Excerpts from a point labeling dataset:
◆ ◆ ◆ ◆

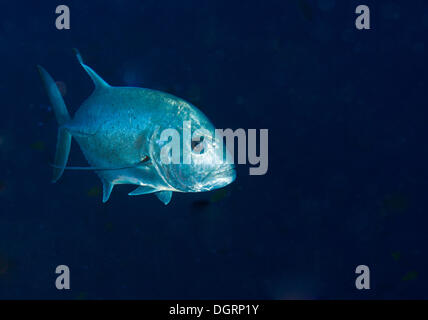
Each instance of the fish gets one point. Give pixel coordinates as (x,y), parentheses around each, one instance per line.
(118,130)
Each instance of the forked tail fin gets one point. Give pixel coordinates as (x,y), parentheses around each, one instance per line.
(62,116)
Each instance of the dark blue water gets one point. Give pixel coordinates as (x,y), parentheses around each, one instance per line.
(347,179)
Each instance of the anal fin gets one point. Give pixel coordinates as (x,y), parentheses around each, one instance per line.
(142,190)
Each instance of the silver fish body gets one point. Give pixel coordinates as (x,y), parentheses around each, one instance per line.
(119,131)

◆ ◆ ◆ ◆

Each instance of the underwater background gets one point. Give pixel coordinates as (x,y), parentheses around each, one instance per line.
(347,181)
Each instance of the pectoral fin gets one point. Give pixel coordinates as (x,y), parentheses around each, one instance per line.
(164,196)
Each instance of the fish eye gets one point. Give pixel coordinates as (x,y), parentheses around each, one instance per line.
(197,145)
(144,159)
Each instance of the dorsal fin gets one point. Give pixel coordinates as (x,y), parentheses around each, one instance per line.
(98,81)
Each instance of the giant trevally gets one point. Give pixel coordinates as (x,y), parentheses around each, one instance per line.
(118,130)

◆ ◆ ◆ ◆

Work to do: Report every line of the data above that contains the string "fish", copying each such line in full. A match counts only if its case agrees exactly.

Solution for this exercise:
Each instance of the fish gets one point. Give pixel coordinates as (x,y), parentheses around each, one instance per line.
Each instance of the silver fish body gets one point. Give pixel coordinates as (x,y), parentheses around each, one instance per line.
Each instance of the fish eye gets one point. Give pixel coordinates as (x,y), parentheses around each, one instance per line.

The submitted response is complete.